((

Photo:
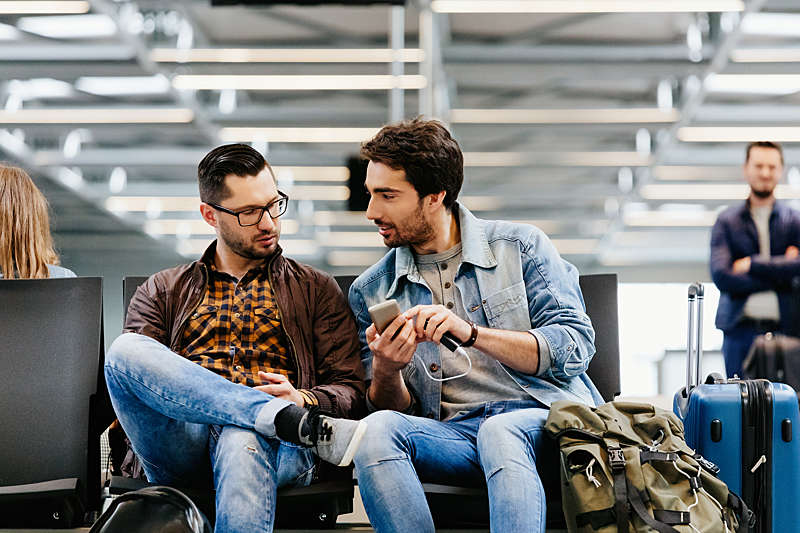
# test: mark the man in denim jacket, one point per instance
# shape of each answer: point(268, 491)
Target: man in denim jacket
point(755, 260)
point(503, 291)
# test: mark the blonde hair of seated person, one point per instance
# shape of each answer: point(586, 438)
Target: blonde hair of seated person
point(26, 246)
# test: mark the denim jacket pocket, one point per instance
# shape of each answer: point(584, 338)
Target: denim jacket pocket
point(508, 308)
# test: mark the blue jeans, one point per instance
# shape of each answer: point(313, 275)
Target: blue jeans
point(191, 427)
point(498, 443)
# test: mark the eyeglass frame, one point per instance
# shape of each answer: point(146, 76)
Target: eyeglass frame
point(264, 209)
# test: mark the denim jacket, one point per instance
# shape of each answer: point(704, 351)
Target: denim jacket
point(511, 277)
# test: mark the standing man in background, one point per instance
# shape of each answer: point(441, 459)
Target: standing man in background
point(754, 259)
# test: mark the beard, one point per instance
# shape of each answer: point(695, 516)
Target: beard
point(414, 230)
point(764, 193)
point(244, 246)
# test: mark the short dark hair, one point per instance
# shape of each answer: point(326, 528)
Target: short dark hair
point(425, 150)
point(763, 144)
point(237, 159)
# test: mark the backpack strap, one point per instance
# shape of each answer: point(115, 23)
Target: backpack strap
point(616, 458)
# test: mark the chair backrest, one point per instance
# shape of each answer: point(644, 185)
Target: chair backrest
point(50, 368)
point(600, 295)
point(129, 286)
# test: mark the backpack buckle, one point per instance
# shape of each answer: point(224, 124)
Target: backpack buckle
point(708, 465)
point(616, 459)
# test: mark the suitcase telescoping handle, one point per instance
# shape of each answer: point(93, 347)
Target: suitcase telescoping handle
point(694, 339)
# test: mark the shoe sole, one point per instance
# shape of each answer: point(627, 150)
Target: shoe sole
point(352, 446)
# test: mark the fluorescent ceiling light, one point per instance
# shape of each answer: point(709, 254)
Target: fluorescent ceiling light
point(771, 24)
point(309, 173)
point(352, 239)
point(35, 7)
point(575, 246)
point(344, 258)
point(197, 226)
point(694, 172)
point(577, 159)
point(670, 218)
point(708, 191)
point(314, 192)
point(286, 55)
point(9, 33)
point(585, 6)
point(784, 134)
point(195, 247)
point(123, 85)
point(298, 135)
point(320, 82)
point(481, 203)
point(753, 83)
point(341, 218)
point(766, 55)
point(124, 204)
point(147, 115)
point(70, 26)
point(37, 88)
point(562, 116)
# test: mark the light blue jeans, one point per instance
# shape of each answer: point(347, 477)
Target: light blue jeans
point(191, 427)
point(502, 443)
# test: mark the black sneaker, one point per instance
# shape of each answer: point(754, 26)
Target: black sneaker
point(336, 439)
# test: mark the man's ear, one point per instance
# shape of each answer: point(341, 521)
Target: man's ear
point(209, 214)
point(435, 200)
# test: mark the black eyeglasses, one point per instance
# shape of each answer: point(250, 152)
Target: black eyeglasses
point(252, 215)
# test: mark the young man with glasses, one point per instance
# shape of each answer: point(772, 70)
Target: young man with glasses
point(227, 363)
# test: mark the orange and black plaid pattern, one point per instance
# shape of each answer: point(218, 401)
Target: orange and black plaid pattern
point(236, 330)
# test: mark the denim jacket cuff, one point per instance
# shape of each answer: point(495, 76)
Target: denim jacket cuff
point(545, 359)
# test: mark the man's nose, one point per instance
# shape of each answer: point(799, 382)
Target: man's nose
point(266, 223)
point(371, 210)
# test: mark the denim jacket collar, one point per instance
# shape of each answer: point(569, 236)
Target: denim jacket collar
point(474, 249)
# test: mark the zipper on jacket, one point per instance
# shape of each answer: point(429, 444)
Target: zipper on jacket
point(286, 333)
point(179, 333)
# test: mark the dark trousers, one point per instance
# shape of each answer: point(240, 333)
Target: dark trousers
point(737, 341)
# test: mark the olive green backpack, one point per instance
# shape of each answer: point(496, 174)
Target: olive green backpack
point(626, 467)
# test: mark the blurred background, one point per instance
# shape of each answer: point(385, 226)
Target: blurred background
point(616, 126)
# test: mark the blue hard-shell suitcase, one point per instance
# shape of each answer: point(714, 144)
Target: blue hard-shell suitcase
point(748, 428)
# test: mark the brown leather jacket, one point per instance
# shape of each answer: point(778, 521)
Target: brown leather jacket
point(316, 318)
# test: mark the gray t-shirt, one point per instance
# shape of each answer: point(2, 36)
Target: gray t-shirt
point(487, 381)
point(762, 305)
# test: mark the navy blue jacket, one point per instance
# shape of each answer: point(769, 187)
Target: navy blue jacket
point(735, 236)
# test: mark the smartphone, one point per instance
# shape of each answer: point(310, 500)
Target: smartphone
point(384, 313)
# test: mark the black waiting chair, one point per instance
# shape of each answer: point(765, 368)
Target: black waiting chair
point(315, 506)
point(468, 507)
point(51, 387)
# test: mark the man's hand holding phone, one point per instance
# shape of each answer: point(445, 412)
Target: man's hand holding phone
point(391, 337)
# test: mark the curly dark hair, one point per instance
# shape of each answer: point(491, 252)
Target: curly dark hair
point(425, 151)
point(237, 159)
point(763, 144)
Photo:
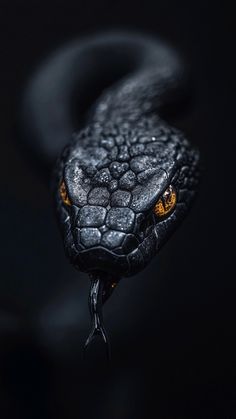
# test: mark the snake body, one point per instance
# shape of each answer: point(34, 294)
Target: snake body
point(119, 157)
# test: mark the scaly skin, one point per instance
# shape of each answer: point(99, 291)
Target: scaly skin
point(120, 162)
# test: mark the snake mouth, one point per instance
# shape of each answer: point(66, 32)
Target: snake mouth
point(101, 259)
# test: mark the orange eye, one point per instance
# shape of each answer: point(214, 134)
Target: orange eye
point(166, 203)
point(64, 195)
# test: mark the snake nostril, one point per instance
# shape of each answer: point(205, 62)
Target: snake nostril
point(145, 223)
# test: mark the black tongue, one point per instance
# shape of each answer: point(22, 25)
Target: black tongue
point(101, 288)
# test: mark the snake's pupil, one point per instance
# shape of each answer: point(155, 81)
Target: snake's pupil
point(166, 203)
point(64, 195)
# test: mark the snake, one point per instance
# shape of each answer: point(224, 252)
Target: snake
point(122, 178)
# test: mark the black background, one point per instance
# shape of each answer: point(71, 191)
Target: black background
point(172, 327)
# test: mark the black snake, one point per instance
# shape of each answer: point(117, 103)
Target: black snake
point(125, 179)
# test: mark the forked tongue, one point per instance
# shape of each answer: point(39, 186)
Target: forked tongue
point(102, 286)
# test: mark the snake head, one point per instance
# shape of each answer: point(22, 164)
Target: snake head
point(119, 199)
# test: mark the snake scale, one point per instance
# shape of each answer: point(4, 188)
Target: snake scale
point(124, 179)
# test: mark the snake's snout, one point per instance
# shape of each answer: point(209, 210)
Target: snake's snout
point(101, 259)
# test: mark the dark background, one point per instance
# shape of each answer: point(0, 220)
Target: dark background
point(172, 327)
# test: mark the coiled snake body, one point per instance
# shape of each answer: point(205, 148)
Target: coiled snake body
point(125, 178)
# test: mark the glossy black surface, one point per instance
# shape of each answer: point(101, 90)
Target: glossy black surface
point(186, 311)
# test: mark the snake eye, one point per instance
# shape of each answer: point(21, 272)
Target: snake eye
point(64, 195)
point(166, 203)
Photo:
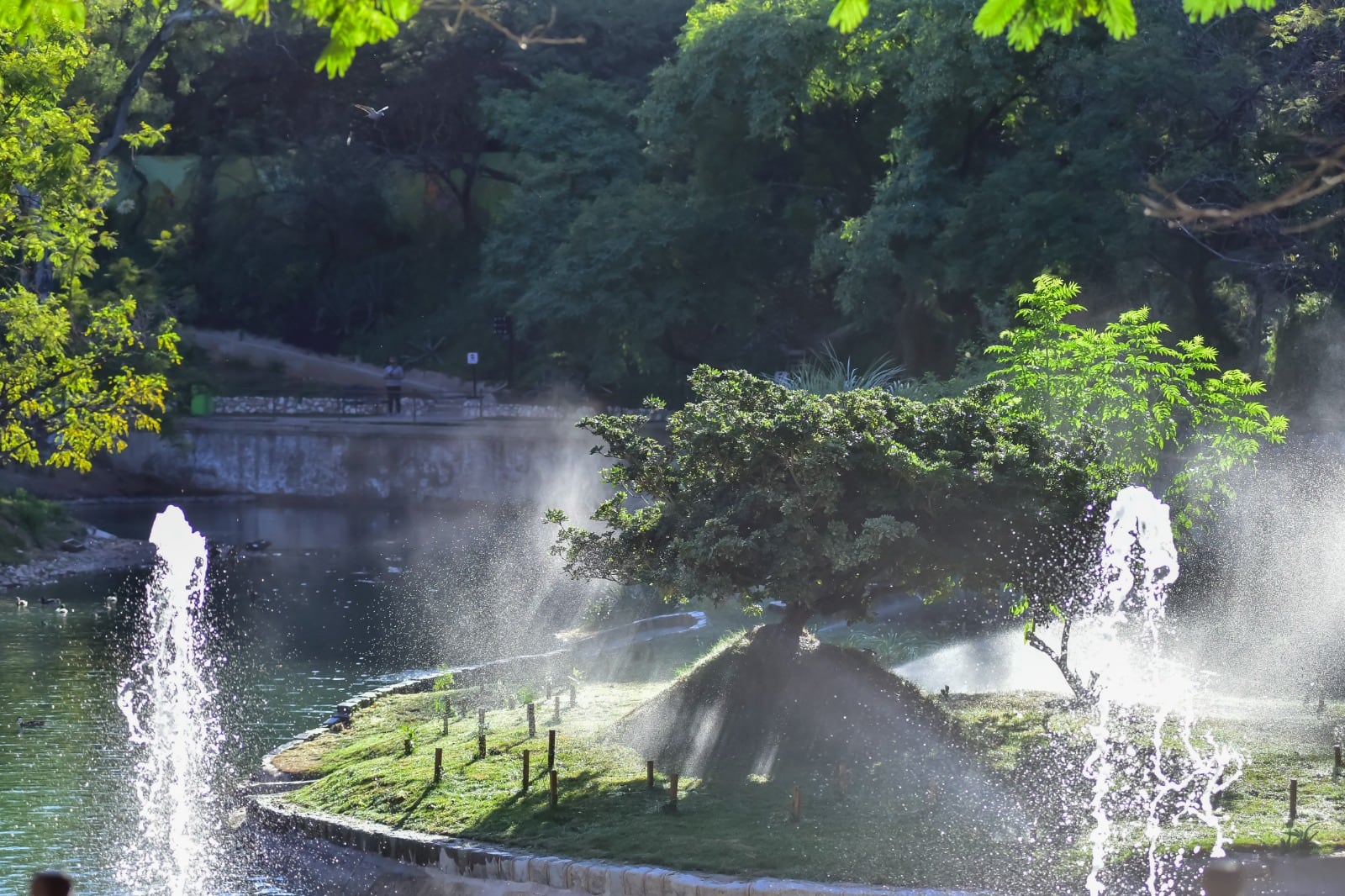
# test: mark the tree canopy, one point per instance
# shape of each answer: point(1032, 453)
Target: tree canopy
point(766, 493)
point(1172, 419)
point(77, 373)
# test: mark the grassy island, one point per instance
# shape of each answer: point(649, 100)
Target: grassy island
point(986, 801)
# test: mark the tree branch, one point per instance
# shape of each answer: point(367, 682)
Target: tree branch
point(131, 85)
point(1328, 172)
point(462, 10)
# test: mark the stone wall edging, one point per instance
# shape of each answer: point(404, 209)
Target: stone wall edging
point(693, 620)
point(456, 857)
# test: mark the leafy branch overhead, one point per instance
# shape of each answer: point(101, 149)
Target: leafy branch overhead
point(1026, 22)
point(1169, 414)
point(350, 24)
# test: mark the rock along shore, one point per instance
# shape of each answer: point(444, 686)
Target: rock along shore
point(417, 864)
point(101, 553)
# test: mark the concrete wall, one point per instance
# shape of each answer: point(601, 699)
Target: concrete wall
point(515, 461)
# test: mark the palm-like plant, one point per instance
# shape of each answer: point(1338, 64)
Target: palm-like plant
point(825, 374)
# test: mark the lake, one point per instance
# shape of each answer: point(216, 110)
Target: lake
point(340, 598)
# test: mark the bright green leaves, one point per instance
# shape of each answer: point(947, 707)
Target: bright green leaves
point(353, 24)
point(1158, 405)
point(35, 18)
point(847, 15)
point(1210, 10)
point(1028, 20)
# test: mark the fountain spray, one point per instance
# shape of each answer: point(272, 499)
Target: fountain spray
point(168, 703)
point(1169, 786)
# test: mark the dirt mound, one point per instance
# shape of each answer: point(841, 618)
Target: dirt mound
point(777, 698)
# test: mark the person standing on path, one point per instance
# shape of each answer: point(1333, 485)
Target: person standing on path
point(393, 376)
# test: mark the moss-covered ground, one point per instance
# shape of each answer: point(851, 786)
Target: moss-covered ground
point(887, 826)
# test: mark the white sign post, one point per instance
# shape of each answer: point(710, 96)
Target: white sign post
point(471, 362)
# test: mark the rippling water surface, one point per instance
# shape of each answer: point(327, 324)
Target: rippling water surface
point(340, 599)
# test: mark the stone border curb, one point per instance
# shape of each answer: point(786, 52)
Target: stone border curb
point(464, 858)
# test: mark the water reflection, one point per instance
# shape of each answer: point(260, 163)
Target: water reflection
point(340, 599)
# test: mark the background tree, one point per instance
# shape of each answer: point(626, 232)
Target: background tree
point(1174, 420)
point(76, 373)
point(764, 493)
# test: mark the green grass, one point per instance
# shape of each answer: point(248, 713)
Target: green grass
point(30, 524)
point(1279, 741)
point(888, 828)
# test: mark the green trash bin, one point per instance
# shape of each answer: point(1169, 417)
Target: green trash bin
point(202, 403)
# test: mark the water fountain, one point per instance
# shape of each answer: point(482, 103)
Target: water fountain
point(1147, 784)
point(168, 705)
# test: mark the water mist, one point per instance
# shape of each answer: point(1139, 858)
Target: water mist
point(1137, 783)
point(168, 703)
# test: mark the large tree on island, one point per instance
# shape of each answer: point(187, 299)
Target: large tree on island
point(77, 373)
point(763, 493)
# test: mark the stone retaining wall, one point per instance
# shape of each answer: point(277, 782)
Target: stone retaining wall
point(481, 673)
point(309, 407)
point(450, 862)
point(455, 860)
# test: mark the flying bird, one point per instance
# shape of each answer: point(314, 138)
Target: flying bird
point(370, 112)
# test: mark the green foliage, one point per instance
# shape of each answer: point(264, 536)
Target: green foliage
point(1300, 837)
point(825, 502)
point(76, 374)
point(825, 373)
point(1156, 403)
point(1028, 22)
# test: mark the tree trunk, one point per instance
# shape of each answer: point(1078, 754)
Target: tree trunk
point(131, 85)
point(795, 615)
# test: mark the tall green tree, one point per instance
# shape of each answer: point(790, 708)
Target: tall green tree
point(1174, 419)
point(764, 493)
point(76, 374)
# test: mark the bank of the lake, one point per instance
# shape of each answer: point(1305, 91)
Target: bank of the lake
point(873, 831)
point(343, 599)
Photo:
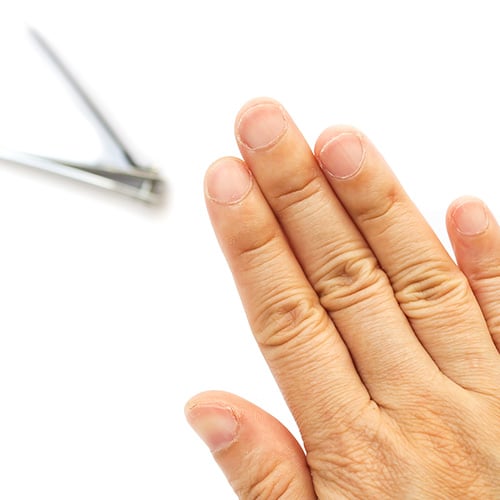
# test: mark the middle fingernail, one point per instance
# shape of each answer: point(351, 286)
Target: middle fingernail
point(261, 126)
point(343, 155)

))

== Aim of the task ==
Copy out, word for word, only the lines from the one with "# shape of each answer: point(351, 286)" through the last line of the material above.

== Result ==
# shape of each answer: point(351, 286)
Target: middle fingernail
point(261, 126)
point(343, 155)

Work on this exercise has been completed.